### İstenenler
(A) Namazlarla ilgili metnin "Gündüz, insanın isyana, günahlara" ile başlayan, "bir set oluşsun." ile biten kısmını aynen tekrar yazın.
(B) Namazlarla ilgili metinde "namaz" kelimesinin geçtiği her yeri, kelimenin metindeki ekli biçimiyle ve geçiş sırasına göre listeleyin.

### Metin bölümü
▼

Gündüzün kılınan farz namazların
koruyuculuk, gece kılınan nafile namazın ise geliştirici özelliği daha
fazladır. Gündüz namazları, dünya işleriyle uğraştığımız o yoğun saatlerde
nefsin azgınlığını dizginler, onun isyan ve günahlara dalmasına engel olur.
Gündüz, insanın isyana, günahlara bulaşma ihtimalinin daha yüksek olduğu bir
zamandır. Bunun için beş vakit namaz bu vakitlerde farz kılınmıştır ki,
günahlara karşı bir set oluşsun.
Kur’an-ı Kerim gece
ibadetini hem emreder, hem de bu ibadeti yapanları över. ‘Gecenin bir vaktinde
kalkıp kendine mahsus nafile bir ibadet olarak da namaz kıl ki, rabbin seni
övülmüş bir makama yükseltsin.’ (İsra,79).

▲

### Verilen öğeler
▼

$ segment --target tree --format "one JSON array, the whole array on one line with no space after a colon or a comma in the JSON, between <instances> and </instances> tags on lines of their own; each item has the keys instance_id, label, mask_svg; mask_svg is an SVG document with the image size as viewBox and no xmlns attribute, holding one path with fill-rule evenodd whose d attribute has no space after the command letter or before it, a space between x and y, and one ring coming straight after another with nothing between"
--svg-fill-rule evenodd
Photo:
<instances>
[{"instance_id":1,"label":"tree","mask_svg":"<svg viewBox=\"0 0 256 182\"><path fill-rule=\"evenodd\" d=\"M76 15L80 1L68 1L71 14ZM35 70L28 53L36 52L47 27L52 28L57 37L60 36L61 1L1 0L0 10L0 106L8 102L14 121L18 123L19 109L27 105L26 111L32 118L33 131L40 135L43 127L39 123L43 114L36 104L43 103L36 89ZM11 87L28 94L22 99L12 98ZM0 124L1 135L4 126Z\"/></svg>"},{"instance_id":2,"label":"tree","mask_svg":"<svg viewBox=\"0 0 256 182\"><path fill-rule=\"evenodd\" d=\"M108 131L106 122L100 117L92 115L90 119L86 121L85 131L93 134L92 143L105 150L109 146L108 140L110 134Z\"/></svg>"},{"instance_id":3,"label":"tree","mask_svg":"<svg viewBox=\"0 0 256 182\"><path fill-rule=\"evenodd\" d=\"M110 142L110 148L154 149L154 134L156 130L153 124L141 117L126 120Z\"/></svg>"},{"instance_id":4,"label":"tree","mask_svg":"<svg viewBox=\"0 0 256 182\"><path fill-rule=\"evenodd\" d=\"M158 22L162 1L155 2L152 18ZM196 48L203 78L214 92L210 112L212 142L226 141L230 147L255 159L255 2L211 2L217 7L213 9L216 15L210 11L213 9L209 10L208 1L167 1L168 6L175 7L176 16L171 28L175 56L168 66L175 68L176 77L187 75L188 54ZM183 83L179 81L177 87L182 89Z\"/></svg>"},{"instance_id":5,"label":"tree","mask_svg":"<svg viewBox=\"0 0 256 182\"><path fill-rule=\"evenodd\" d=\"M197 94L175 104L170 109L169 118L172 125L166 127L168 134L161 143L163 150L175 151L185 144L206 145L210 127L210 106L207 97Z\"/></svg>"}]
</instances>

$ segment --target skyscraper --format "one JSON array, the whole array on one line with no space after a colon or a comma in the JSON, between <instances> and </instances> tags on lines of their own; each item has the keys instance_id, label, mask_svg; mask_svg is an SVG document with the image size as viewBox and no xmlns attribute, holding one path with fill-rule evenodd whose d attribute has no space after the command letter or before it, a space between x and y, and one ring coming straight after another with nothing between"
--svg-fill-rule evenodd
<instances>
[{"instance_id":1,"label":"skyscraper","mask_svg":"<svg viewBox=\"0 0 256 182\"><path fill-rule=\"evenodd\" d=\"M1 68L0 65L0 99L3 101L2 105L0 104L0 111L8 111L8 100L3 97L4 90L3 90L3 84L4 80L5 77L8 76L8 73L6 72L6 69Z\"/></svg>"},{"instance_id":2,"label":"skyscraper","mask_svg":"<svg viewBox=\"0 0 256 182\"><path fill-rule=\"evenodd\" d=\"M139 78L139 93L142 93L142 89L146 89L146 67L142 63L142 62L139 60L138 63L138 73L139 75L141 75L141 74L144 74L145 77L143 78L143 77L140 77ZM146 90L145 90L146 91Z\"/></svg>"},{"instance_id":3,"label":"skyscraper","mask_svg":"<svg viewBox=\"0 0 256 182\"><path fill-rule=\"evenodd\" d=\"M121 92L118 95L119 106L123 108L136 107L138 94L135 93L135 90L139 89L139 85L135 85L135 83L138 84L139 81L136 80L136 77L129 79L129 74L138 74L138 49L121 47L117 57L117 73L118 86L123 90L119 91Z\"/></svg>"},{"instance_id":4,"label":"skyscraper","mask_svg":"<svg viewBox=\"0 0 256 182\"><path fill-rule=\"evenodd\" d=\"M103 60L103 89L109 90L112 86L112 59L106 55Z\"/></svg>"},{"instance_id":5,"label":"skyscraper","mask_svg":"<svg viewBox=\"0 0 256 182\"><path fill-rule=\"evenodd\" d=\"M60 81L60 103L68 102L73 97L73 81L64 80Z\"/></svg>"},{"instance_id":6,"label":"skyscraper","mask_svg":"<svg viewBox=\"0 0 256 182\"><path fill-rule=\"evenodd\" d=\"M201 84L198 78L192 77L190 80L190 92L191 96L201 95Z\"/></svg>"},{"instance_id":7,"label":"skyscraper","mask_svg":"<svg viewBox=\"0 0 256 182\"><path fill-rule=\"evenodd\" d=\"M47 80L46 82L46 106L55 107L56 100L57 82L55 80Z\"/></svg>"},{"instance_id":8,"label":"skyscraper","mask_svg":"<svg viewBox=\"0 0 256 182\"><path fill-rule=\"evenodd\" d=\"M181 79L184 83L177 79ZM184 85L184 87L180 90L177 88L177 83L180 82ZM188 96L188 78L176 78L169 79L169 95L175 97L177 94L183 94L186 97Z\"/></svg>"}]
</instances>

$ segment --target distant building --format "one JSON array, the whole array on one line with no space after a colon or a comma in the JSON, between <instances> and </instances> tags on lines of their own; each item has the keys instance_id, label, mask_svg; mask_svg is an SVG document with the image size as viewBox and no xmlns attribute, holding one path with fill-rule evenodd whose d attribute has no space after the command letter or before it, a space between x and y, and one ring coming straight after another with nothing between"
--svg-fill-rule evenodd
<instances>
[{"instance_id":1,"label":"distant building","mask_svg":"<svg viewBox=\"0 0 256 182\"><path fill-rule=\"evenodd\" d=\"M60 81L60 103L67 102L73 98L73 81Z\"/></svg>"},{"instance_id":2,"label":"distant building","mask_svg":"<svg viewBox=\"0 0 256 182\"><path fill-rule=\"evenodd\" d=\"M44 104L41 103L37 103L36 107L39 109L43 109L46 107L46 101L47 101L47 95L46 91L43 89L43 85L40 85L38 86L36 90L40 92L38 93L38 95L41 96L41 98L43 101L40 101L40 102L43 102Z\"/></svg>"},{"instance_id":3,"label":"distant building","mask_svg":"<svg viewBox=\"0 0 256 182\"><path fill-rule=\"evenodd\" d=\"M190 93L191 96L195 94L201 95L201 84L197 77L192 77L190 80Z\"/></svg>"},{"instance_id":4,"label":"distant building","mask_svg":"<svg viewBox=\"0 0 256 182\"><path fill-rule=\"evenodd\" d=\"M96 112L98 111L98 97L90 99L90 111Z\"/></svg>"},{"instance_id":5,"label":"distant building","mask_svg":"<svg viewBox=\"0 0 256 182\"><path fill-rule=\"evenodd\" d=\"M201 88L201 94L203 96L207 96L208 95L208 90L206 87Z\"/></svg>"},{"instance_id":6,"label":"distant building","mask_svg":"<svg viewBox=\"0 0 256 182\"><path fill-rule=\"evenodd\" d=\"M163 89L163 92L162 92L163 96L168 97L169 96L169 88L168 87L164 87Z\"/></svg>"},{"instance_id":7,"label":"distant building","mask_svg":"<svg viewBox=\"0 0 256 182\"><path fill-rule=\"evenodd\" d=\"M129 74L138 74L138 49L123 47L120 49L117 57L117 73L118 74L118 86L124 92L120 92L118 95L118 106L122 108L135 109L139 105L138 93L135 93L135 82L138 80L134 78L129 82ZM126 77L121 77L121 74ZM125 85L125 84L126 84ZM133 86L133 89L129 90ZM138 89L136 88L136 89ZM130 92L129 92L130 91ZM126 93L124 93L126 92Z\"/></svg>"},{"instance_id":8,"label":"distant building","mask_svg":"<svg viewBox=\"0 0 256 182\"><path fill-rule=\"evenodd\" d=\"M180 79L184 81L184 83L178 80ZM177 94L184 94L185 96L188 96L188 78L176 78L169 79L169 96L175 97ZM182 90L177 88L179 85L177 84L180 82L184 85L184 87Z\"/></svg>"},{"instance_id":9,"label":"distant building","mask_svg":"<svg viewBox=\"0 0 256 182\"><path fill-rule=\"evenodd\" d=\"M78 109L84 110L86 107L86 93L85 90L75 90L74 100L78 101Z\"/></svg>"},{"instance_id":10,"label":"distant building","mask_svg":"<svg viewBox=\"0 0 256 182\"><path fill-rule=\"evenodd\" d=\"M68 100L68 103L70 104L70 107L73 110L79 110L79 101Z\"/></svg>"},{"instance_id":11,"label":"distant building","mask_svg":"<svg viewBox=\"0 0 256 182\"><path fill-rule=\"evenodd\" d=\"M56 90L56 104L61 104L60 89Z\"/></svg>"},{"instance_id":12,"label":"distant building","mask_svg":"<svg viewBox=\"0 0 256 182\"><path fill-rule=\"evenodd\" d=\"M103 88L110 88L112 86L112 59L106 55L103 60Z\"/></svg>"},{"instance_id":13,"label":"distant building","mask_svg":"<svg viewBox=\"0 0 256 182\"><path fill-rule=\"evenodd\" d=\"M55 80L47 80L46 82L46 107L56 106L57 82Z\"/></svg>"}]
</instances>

▲

### Görev çözümleri
(A)
Gündüz, insanın isyana, günahlara bulaşma ihtimalinin daha yüksek olduğu bir
zamandır. Bunun için beş vakit namaz bu vakitlerde farz kılınmıştır ki,
günahlara karşı bir set oluşsun.

(B)
namazların
namazın
namazları
namaz
namaz